Text under study:
▬▬▬▬▬▬
Germany Probes Russian Over Plot To Murder Chechen Dissident
German prosecutors said Friday they are investigating a Russian man suspected of helping to plan the murder of a Chechen dissident living in Germany on orders of the Chechen regime.
The probe comes at a time of increasing tensions between Germany and Russia over Ukraine, the poisoning and imprisonment of opposition leader Alexei Navalny and the controversial Nord Stream 2 pipeline.
French President Emmanuel Macron and German Chancellor Angela Merkel were also holding talks Friday with Ukrainian President Volodymyr Zelensky in a show of support for his pro-Western government after a Russian military build-up on its eastern borders raised fears of an invasion.
German prosecutors named the suspect as Valid D., accusing him of "making a declaration of readiness to commit murder, preparing a serious act of violence endangering the state and violating the weapons act".
He was arrested in January and is in pre-trial detention.
According to German media reports, the target was Mokhmad Abdurakhmanov, the brother of exiled Chechen blogger Tumso Abdurakhmanov, who lives in Sweden.
In February 2020, Tumso Abdurakhmanov was struck in the head with a hammer while he was sleeping in his apartment in the Swedish city of Gavle.
A Swedish court in January convicted a Russian citizen of attempted murder.
After the attack, Tumso Abdurakhmanov posted a video showing the assailant, whom he had apparently overpowered, covered in blood. He also brandished the hammer that he said the assailant used to attack him.
Tumso Abdurakhmanov's YouTube channel is critical of Chechen strongman leader Ramzan Kadyrov and has around 318,000 subscribers.
According to Der Spiegel news magazine, the attack on Mokhmad Abdurakhmanov was planned in Bavaria in December.
In the run-up to the killing, those involved had carried out shooting exercises in the state of Mecklenburg-Western Pomerania, it said.
Valid D. is alleged to have been instructed to bring the murder weapon and the contract killer to Germany, spy on the intended victim and act as a driver during the assassination.
He had managed to smuggle the intended hitman into Germany and obtain a firearm with a silencer, prosecutors said.
According to Der Spiegel, a second suspect in the investigation has testified that the Chechen government offered him 500,000 euros to commit a murder in Germany.
The man claims to have accepted the offer only as a pretence and investigators believe him, it reported.
Merkel has always stressed the importance of keeping dialogue open with Russian President Vladimir Putin, but she has sharpened her tone in recent months.
The West has accused the Russian government of poisoning Navalny with the Soviet-era nerve agent Novichok last August, which the Kremlin denies.
Navalny was treated in Berlin before he returned to Moscow in January, where he was imprisoned in a penal colony. His supporters have since become increasingly concerned for his health.
Russia has for years drawn the ire of Western powers, from annexing Ukraine's Crimea to meddling in elections and backing President Bashar al-Assad's government in Syria.
Merkel last year also revealed that she was the target of "outrageous" hacking attempts by Russia.
Another Russian man went on trial in Germany in October over the murder of a former commander in Chechnya in a Berlin park, allegedly on Moscow's orders.
The 55-year-old named by prosecutors as Vadim Krasikov, alias Vadim Sokolov, stands accused of gunning down Georgian national 40-year-old Tornike Kavtarashvili, in Kleiner Tiergarten park on August 23, 2019.
A former Chechen separatist turned ardent Kremlin loyalist, Kadyrov, 44, is one of Russia's most powerful men.
?ritics accuse him of creating a fiefdom built on widespread rights abuses and amassing vast personal wealth.
Calling himself President Vladimir Putin's loyal "foot soldier", Kadyrov has branded members of the Russian opposition "jackals" and "enemies of the people".
▬▬▬▬▬▬
Records provided:
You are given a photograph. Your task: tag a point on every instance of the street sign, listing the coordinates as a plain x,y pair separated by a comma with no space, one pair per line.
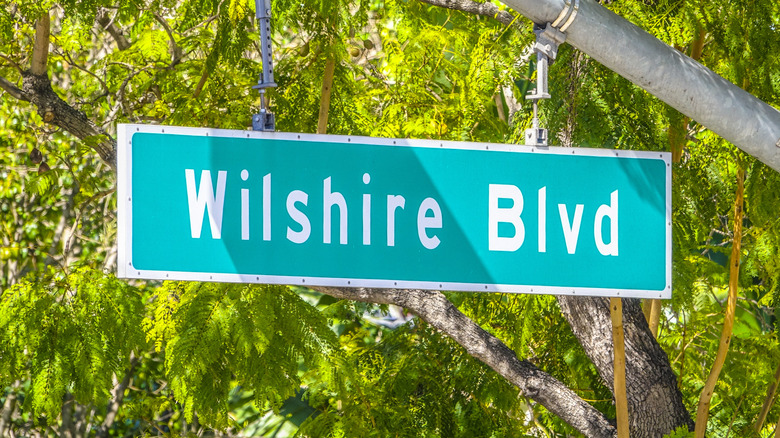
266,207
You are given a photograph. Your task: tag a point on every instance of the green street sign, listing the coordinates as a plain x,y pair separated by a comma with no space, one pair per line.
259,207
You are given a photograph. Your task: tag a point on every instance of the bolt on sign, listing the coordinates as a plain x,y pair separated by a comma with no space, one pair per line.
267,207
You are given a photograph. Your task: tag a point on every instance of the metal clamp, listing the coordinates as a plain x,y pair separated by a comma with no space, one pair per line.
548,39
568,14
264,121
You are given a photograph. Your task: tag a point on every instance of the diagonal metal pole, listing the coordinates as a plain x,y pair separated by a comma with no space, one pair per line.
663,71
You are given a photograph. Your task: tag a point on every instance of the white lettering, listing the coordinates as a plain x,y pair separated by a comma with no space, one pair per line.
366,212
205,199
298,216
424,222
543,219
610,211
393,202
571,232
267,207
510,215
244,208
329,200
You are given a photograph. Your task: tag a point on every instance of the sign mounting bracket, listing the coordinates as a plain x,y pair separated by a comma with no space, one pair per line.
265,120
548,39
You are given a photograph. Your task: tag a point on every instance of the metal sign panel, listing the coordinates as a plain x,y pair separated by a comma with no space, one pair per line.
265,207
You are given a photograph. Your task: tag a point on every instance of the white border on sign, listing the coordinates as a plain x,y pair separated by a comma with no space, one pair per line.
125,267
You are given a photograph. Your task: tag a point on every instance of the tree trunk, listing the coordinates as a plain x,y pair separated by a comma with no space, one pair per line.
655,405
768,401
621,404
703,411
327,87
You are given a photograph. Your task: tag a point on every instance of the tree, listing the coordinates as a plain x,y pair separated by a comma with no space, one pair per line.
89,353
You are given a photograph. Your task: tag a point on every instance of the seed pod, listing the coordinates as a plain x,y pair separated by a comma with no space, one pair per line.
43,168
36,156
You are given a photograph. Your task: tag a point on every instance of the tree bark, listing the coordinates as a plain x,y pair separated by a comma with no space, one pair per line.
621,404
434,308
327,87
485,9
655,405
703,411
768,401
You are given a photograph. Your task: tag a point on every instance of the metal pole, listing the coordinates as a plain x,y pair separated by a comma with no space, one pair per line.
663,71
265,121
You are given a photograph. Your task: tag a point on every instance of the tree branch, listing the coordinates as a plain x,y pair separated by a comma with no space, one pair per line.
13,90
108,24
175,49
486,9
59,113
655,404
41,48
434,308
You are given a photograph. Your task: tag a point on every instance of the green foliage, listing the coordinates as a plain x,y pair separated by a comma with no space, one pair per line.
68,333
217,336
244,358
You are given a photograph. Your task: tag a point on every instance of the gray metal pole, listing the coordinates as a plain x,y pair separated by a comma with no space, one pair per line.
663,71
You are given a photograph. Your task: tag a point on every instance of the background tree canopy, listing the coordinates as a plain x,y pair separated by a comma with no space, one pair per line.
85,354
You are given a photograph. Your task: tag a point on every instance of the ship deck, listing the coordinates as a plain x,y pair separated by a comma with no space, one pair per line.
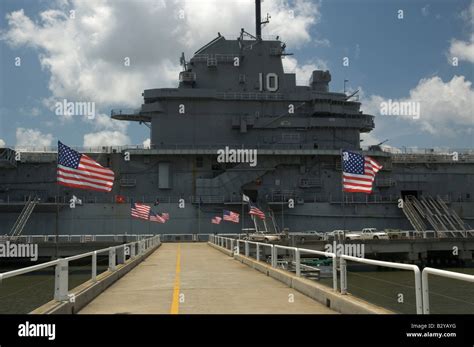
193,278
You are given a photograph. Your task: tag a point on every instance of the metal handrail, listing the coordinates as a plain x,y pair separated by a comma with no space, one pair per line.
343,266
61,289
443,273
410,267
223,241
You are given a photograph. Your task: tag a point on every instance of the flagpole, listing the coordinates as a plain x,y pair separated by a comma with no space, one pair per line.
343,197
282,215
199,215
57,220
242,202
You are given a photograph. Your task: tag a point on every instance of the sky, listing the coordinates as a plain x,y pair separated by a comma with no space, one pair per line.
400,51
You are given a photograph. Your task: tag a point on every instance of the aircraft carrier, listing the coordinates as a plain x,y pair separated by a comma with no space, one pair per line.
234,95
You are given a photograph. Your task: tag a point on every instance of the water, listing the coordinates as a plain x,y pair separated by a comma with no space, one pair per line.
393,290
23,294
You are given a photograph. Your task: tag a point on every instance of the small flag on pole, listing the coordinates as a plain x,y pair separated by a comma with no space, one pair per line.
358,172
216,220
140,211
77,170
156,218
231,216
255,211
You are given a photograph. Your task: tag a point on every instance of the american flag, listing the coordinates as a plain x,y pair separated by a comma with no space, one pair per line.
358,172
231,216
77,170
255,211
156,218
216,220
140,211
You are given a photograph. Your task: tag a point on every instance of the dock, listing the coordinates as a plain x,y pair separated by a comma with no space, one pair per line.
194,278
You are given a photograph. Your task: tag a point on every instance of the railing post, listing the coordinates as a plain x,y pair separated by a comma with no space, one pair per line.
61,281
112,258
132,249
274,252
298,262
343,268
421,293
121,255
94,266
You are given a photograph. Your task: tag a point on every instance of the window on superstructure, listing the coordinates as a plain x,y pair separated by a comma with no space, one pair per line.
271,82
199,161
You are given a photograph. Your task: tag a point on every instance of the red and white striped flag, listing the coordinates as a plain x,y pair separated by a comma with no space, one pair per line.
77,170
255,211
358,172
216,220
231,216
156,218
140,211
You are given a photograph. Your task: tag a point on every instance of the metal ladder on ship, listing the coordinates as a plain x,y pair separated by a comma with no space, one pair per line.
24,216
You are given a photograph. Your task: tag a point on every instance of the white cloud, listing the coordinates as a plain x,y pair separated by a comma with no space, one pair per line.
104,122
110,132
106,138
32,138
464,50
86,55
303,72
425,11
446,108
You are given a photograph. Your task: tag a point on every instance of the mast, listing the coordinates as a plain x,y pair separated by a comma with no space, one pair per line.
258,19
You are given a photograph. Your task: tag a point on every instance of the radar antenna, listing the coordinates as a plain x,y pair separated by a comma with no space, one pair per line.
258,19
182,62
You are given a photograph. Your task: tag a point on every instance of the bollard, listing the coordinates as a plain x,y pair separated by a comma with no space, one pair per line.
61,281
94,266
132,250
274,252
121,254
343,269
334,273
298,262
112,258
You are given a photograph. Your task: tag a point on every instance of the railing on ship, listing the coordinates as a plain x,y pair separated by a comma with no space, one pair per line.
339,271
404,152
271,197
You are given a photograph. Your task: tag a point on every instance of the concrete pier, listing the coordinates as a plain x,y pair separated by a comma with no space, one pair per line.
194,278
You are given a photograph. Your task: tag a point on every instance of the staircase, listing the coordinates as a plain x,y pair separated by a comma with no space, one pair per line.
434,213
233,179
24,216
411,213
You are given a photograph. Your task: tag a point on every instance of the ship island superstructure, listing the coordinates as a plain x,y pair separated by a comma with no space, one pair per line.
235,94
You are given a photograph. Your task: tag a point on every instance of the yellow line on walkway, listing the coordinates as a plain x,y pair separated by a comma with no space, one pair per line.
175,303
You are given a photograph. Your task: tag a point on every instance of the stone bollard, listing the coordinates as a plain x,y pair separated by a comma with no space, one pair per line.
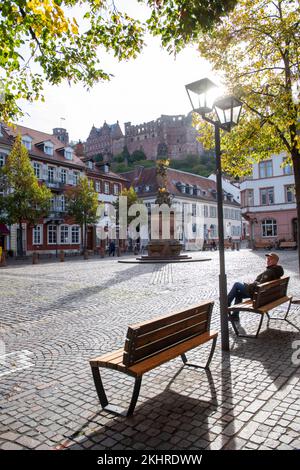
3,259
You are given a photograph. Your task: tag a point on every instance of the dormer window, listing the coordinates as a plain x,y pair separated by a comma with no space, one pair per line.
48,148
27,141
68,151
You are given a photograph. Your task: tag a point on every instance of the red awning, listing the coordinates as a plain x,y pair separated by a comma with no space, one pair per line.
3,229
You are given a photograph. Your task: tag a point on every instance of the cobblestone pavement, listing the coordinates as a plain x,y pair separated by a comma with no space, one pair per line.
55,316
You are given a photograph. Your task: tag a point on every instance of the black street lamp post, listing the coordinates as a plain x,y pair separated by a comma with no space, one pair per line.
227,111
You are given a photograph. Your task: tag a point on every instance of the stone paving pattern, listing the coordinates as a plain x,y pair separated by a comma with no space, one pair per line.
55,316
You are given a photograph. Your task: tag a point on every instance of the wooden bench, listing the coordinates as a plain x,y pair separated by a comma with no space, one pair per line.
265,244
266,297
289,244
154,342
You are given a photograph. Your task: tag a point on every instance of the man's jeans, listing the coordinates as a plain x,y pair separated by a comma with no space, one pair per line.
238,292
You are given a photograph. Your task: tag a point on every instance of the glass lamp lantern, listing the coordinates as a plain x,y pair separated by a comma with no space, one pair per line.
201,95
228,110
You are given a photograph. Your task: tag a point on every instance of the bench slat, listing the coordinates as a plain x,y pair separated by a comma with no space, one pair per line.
▬▬▬▬▬▬
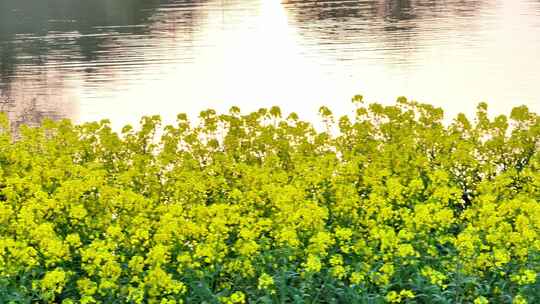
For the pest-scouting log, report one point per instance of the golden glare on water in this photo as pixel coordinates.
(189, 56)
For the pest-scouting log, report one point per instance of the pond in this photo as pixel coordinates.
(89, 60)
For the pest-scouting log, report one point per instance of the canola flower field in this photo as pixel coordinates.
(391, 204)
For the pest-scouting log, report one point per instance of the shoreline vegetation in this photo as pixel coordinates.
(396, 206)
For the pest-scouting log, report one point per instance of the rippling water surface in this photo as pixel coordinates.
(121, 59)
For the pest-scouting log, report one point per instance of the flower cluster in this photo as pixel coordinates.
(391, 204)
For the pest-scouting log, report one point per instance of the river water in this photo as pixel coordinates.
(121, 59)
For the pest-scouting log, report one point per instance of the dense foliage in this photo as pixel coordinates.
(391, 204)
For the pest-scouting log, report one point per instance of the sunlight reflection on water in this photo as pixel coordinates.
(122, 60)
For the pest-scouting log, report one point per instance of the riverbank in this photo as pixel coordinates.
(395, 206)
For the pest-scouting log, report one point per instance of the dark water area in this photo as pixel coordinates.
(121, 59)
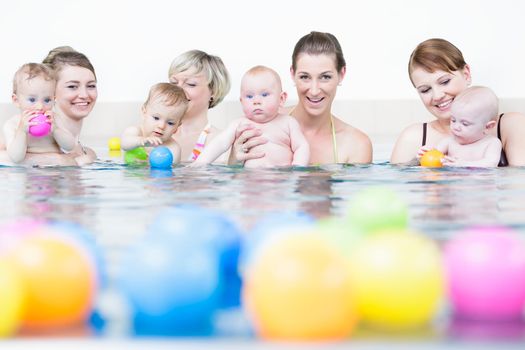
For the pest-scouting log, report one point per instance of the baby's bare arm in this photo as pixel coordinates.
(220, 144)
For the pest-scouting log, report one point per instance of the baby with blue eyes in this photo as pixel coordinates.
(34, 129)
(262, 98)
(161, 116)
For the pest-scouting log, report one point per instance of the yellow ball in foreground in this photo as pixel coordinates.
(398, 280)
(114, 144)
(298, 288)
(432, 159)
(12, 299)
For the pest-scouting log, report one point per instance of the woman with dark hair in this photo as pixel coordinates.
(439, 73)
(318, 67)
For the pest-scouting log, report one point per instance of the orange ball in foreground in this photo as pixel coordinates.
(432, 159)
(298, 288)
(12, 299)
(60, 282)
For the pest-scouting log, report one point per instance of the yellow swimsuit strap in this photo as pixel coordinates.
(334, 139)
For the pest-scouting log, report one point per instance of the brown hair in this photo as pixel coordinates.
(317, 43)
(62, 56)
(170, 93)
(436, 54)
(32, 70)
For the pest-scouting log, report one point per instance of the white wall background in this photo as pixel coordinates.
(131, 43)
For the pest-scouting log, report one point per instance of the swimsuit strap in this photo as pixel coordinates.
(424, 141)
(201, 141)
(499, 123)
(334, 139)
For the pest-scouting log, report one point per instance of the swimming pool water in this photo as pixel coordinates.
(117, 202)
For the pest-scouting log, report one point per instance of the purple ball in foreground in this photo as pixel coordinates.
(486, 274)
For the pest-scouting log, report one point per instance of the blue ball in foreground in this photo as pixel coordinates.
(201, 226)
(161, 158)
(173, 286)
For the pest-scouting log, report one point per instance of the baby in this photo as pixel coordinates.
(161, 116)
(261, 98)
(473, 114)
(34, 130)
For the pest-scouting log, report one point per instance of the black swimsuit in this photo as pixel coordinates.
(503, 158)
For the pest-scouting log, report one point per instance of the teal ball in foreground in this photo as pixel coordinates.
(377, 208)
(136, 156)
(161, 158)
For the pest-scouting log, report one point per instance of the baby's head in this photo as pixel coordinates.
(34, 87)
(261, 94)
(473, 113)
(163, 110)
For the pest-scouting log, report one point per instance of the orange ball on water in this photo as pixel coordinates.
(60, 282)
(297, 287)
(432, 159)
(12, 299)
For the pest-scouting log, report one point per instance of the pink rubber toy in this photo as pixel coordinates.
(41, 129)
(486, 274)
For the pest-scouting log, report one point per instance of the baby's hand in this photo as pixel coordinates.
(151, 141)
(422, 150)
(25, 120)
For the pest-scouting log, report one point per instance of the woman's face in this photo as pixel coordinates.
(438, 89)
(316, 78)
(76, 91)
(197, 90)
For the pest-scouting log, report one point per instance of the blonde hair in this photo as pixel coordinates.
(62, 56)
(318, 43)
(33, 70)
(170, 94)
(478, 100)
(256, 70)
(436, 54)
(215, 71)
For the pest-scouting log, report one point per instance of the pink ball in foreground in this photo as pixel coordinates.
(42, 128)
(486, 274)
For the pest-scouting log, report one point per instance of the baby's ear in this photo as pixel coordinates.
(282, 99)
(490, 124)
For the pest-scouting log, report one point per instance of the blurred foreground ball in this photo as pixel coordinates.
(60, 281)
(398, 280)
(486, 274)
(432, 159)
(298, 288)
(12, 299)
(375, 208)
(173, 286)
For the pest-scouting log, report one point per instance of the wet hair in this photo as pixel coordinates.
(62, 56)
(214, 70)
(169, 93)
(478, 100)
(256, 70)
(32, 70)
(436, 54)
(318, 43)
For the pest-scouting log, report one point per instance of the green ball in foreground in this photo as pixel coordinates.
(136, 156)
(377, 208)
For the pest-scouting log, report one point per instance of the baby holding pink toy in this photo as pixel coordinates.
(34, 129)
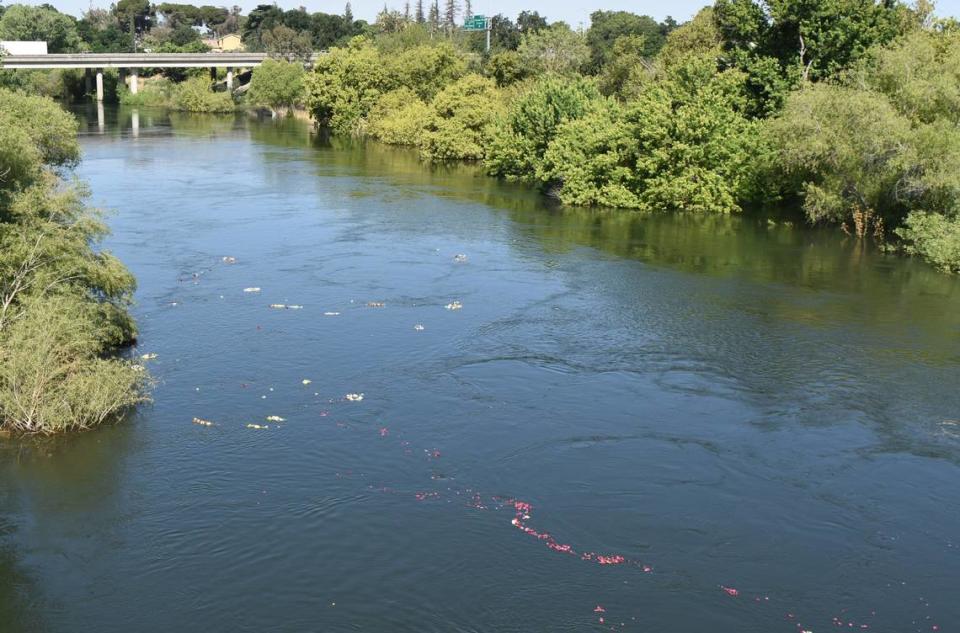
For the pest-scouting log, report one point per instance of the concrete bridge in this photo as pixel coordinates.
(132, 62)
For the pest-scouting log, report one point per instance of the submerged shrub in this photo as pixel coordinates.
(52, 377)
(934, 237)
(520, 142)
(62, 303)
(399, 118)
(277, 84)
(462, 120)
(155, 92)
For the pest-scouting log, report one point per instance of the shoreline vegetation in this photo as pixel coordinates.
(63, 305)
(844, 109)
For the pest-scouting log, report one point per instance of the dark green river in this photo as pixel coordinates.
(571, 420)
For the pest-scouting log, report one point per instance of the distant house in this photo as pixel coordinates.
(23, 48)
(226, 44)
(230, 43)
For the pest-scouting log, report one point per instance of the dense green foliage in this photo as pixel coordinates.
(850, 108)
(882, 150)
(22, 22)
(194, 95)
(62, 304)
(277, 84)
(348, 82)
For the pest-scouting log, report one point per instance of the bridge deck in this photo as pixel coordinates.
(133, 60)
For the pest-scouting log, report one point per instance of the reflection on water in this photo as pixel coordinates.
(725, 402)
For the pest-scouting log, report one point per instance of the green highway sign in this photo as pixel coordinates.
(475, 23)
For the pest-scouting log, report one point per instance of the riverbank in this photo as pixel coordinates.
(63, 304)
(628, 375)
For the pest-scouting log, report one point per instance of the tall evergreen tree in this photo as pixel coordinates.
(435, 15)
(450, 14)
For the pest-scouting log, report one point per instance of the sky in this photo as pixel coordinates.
▬▬▬▬▬▬
Work to be completed: Copy the passage of the article on the plot to murder a Chechen dissident from "He had managed" to "him, it reported.", substituting "assassin" for "hitman".

Result below:
He had managed to smuggle the intended assassin into Germany and obtain a firearm with a silencer, prosecutors said.
According to Der Spiegel, a second suspect in the investigation has testified that the Chechen government offered him 500,000 euros to commit a murder in Germany.
The man claims to have accepted the offer only as a pretence and investigators believe him, it reported.